Pull out every line of the items below that contains the string "maytag", and list those lines.

------------------------------

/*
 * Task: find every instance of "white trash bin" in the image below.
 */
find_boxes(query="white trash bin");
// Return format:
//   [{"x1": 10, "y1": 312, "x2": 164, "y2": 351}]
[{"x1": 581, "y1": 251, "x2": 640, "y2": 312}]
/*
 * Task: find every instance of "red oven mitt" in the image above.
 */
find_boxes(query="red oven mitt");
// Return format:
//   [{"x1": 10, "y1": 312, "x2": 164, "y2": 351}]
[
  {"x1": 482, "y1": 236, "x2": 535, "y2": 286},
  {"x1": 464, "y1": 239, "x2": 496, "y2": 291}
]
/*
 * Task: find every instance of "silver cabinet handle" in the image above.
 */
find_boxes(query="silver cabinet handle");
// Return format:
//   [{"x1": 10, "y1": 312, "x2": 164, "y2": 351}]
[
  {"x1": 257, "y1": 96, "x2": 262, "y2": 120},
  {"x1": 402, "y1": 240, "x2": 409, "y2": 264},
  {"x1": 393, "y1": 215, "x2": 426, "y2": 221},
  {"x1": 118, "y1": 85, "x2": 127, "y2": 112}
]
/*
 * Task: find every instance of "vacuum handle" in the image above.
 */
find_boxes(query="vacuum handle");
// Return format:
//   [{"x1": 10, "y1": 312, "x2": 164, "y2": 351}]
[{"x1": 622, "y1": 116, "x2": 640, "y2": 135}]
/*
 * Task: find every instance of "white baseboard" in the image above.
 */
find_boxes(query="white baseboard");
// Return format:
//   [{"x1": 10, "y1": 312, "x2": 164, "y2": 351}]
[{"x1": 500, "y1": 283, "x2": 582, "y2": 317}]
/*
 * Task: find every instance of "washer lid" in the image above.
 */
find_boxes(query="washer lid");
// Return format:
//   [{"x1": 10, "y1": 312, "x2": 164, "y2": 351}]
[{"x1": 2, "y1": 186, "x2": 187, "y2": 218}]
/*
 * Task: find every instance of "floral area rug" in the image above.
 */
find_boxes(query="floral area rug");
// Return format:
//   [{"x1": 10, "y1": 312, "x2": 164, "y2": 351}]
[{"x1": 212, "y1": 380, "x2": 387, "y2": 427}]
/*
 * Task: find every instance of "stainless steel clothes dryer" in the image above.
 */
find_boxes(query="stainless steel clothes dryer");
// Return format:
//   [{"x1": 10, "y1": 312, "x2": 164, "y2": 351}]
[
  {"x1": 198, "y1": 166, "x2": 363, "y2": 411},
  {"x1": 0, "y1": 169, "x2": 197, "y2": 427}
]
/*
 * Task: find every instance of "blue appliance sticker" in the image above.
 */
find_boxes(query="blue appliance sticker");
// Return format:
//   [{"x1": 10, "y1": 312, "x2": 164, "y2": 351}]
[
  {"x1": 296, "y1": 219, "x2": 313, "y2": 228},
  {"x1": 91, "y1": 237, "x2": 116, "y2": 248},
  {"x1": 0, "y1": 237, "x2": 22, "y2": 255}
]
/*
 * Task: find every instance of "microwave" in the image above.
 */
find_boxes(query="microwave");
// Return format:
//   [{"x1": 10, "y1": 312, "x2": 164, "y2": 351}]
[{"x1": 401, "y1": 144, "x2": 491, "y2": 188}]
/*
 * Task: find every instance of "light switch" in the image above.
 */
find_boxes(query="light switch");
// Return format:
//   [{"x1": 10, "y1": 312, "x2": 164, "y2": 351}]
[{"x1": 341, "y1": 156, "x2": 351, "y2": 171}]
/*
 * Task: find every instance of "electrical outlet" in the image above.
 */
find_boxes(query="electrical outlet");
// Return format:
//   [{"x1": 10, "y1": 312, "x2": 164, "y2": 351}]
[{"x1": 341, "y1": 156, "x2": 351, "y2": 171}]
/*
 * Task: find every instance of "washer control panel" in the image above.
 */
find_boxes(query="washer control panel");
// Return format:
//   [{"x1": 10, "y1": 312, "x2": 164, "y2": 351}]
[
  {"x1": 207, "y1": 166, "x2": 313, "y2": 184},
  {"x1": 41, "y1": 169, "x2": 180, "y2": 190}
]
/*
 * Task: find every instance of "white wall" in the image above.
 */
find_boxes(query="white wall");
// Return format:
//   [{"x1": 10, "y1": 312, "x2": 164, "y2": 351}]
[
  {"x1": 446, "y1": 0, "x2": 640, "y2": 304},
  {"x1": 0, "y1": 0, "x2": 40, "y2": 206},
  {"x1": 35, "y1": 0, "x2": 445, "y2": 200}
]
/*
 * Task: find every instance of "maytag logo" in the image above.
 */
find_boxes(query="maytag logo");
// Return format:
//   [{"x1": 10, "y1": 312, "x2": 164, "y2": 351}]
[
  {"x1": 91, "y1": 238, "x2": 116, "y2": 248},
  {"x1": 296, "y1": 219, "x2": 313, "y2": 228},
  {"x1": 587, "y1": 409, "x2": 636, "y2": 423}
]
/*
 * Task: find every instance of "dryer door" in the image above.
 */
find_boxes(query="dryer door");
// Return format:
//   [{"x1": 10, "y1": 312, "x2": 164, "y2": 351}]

------------------------------

Solved exercise:
 * Task: find every instance of "maytag logo" in the image above.
find_boxes(query="maytag logo");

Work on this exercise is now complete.